WHAT THE TASK ASKS:
Each line below is to be written out once more, precisely as given.
-- RECORDS follows --
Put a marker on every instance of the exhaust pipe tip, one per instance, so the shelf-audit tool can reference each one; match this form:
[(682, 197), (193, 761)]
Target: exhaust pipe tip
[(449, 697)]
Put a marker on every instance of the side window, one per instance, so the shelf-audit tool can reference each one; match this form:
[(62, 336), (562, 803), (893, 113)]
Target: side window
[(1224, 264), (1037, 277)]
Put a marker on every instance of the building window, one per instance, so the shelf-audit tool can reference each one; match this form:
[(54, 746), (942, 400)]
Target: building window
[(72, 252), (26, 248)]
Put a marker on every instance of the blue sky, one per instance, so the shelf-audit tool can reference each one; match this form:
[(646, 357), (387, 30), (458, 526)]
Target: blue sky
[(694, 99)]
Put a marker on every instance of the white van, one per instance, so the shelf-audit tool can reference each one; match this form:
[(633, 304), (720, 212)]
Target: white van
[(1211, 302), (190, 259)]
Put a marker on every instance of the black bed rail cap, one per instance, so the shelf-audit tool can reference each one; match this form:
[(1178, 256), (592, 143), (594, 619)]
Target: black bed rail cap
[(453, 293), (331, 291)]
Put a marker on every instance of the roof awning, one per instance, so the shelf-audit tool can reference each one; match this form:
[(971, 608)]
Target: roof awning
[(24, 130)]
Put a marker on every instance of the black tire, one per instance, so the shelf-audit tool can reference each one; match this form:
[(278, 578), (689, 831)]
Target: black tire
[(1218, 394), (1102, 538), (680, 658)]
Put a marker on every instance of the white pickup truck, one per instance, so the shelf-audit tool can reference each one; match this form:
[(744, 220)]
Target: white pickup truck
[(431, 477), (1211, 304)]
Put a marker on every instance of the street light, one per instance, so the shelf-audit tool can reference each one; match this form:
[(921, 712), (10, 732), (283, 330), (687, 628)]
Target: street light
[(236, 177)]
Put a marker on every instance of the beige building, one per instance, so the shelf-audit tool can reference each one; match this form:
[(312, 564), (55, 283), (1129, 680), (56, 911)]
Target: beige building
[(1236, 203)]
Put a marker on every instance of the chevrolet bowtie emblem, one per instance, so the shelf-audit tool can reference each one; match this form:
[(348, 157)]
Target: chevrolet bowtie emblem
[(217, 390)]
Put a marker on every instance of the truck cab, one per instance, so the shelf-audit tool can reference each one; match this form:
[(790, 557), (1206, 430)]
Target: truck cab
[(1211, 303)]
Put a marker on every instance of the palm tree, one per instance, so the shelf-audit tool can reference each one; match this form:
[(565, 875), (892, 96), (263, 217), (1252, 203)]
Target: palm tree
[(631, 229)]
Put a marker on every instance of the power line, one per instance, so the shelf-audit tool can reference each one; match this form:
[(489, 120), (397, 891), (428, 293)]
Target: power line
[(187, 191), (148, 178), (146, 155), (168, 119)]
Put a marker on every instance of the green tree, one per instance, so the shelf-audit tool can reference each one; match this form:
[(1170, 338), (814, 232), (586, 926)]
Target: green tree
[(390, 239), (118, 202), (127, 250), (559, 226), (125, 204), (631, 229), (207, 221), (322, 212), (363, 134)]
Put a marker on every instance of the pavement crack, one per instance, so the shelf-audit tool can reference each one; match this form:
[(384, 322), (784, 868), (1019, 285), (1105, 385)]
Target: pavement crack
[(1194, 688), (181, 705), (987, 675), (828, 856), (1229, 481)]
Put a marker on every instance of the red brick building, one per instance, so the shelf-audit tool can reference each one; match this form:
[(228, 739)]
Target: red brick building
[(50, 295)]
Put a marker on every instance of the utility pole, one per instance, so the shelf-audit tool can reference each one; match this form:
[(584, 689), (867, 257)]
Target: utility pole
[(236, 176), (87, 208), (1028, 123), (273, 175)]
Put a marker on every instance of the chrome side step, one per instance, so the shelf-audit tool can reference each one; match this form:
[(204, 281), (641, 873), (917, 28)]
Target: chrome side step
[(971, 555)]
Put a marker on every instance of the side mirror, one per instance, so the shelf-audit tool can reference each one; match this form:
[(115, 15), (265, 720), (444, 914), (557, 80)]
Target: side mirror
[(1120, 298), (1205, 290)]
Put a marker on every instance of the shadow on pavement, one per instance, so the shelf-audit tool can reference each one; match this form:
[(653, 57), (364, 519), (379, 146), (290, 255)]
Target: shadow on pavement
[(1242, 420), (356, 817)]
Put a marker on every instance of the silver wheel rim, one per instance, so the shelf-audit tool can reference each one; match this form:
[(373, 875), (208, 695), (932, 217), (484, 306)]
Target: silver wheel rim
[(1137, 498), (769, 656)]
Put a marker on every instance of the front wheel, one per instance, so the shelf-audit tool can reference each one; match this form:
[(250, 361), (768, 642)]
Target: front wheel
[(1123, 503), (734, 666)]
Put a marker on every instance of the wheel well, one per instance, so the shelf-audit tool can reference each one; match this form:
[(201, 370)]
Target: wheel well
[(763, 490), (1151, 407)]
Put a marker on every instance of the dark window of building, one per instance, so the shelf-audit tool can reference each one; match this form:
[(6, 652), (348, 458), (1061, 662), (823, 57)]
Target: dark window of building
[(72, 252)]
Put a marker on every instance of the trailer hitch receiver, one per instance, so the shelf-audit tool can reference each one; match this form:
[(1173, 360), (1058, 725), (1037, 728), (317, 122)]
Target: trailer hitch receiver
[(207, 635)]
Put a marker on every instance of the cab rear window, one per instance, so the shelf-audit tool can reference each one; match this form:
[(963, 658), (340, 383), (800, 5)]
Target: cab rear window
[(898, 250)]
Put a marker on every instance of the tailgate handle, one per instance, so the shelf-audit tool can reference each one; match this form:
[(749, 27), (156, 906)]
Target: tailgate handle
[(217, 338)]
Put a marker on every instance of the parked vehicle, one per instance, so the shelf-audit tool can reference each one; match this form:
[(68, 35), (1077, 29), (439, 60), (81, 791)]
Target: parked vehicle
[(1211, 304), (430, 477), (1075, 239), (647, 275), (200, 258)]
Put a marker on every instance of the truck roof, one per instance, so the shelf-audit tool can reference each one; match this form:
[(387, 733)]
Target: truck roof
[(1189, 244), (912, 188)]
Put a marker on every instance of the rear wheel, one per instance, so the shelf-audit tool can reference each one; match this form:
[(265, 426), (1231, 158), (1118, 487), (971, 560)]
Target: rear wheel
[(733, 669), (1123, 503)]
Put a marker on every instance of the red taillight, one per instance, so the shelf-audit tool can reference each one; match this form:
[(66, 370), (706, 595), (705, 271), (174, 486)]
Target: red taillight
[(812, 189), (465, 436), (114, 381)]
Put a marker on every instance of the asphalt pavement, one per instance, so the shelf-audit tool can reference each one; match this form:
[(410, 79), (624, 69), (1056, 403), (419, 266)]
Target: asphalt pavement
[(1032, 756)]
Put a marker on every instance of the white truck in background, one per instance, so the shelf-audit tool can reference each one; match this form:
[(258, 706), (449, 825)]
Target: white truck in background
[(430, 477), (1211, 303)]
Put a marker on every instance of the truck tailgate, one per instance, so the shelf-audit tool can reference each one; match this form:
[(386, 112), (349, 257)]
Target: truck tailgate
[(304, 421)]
-- RECORDS concluded --
SOLUTION FOR THIS PROBLEM:
Put a marker on every instance of the exhaust pipe tip, one per instance, so the shelf-audit tool can reference each one; match this form:
[(682, 197), (193, 761)]
Target: exhaust pipe tip
[(449, 697)]
Put a marker on every instance of the side window, one per instance, so the shelf-audit tool can reference each one; match this form:
[(62, 336), (562, 803), (893, 113)]
Target: side window
[(1224, 264), (1037, 277)]
Put a marker on every instance of the building window, one per instance, so the shelf-audit tool can reference each one; match this form:
[(54, 746), (942, 400)]
Target: building window
[(72, 252), (26, 248)]
Put a marker on every instance of the blue sky, one per instance, so the shelf-audit tool can reference each one; match this form:
[(646, 357), (387, 30), (458, 526)]
Target: blue sky
[(694, 99)]
Put a marker on every instance of the white van, one per instance, so the shelf-audit tool can reference each one; match this form:
[(633, 304), (720, 212)]
Target: white van
[(1211, 302), (190, 259)]
Put a marker on every instance of the black bed rail cap, one per instance, so the shelf-audit tool can reference each one; match this form:
[(1178, 256), (592, 143), (594, 619)]
Target: black bed rail cap
[(453, 293), (331, 291)]
Put a marker on every instance of the roof awning, one per instance, so the shelf-audit tool can reference each one; match this form:
[(971, 608)]
Target: roof awning
[(24, 130)]
Put a marker on every instance of the black tire, one per instance, so the shelf-audit tool can reference each one; match this form:
[(278, 578), (689, 831)]
Target: black tire
[(1218, 394), (1102, 538), (680, 658)]
Put a marker on every instance of the white pickup truck, one per instance, so the shelf-audit tool can reference each one; match this form:
[(744, 220)]
Target: white pickup truck
[(431, 477), (1211, 304)]
Put a marker on every instance of the street light, one per instance, so the shelf-audit tool can reference each one; match this form:
[(921, 712), (10, 732), (283, 330), (687, 628)]
Target: street light
[(236, 177)]
Put a marker on every instance of the beige building, one per instance, so the shelf-audit tool can reference each one; match this form:
[(312, 564), (55, 283), (1129, 680), (56, 911)]
Target: beige building
[(1236, 203)]
Put a marker on every instance of the chevrolet bowtie emblem, one per instance, so the shelf-audit tool can reference each one; match this form:
[(348, 157)]
Target: chevrolet bowtie emblem
[(217, 390)]
Put a marker on every instance of the truck cab, one per instance, so the shelf-audit tool can reference each one; match this form:
[(790, 557), (1206, 430)]
Target: truck cab
[(1211, 303)]
Put a marker on every instance of the palm tree, one per instance, so the shelf-audit tool can reference each one; match this form:
[(565, 875), (892, 96), (263, 217), (1252, 203)]
Target: palm tree
[(631, 229)]
Put a marker on every instance of the power line, one per instance, so the shelf-audit tool can reference each one; match this form:
[(489, 120), (397, 891), (428, 293)]
Target: power line
[(187, 191), (148, 178), (146, 155), (168, 119)]
Put a marker on every instance of the green tree, one per instance, so the shelf-audit tool can reference each one; match this form:
[(1170, 338), (814, 232), (586, 926)]
Target: green tree
[(390, 239), (118, 202), (127, 250), (559, 226), (125, 204), (631, 229), (207, 221), (322, 212), (363, 134)]
Put a marker on every instance of the pavement crack, one per instance, so the shelf-audit tool can reference each one; match this form:
[(384, 322), (784, 868), (1019, 285), (1105, 385)]
Target: pavement crack
[(1194, 688), (181, 705), (987, 675), (828, 856), (1229, 481)]
Put a marker on every instance of the red brick building, one per instance, so the shelf-audit tool can reference each one; match this form:
[(228, 739)]
Target: red brick building
[(50, 295)]
Put a marker on every instance of the utility pole, one per instance, so the shelf-audit tool can reference each one; match this form:
[(584, 689), (867, 257)]
Target: utility pole
[(236, 176), (87, 208), (1028, 123), (273, 175)]
Put a marker on every instance of the chrome side step, one per instance, so the shelf-audit tool can reference each one; match this form:
[(204, 281), (641, 873), (917, 28)]
Target: chrome side step
[(971, 555)]
Put a marker on every instance of the side mirror, one per instance, so the shelf-audit tool can reference each one; match this form:
[(115, 15), (265, 720), (444, 914), (557, 80)]
Target: side mirror
[(1120, 298), (1205, 290)]
Put a marker on every instance of the shadow on pavement, one per instance, so the shelf-audit tool can reference each one; match this form:
[(653, 57), (364, 519), (379, 146), (290, 255)]
Target: shadow on pavement
[(1242, 420), (356, 817)]
Put a marker on every instance of the silver wheel rim, one per instance, so the shelf-audit tool can reference each one; match this form:
[(373, 875), (208, 695), (932, 217), (484, 306)]
Target: silver wheel rim
[(1137, 498), (769, 656)]
Put a marker on every instance of the front wheel, one per instance, so the shelf-audit tool can reference each one; match this form:
[(250, 361), (768, 642)]
Target: front wheel
[(1123, 503), (734, 666)]
Put a marker on every instance of the wheel well, one per instance, so the shelf-audit tool can reference each one; match this form:
[(201, 370)]
Target: wheel well
[(763, 490), (1151, 407)]
Put a marker on every instance of the dark window of building, one per instance, so the shelf-audit tool can reference each one; match this form:
[(6, 652), (348, 458), (1061, 662), (823, 57)]
Target: dark window of building
[(72, 252)]
Put a marker on every instance of the trailer hitch receiver, one per instance, so the shelf-audit tool can reference each one; match this form:
[(1173, 360), (1058, 725), (1037, 728), (317, 122)]
Target: trailer hitch receiver
[(207, 635)]
Put a marker on every instance of the cab rear window, one per instance, so the shelf-audit tool can reference each one; match this form:
[(963, 658), (340, 383), (800, 5)]
Target: cab rear window
[(898, 250)]
Put a marker on every instance of the tailgate handle, one per instance, so the shelf-audit tool can reference each one; match this form:
[(749, 27), (156, 906)]
Target: tailgate handle
[(217, 338)]
Put a marker on every instance of the parked vehicle, one per instance, so the shelf-audit tool can reference each one; match this form:
[(68, 35), (1077, 29), (439, 60), (81, 791)]
Target: parked vehicle
[(1211, 304), (430, 477), (1075, 239), (647, 275), (200, 258)]
Put a marker on every instance of the truck roof, one per instance, so the shelf-audit tool can reference each one; match this form:
[(387, 733)]
Target: truck roof
[(1189, 244), (912, 188)]
Put a marker on every instance of the rear wheel, one per instance, so the shelf-audit tool can reference each one; match this form:
[(265, 426), (1231, 158), (1118, 487), (971, 560)]
Target: rear wheel
[(733, 669), (1123, 503)]
Put a marker on every instance of the red taillight, one per instance, so the shelf-audit tool can reference each one; match this form:
[(66, 370), (706, 595), (705, 271), (174, 486)]
Target: red taillight
[(812, 189), (465, 436), (114, 381)]
Put a marker on every instance of the asphalt pavement, one per instance, so the shelf-audit tool can reference each one; match this form:
[(410, 79), (624, 69), (1056, 403), (419, 266)]
Target: asphalt pavement
[(1032, 756)]
Put a marker on every instance of the white truck in background, one per instance, so the shelf-audit tool can reference each one; match this form:
[(258, 706), (449, 825)]
Target: white truck in background
[(430, 477), (1211, 303)]
Put a marker on every instance of the truck tailgate, one per instance, so the shelf-audit tool can reference each one; match this form:
[(386, 112), (349, 257)]
Target: truck tailgate
[(304, 421)]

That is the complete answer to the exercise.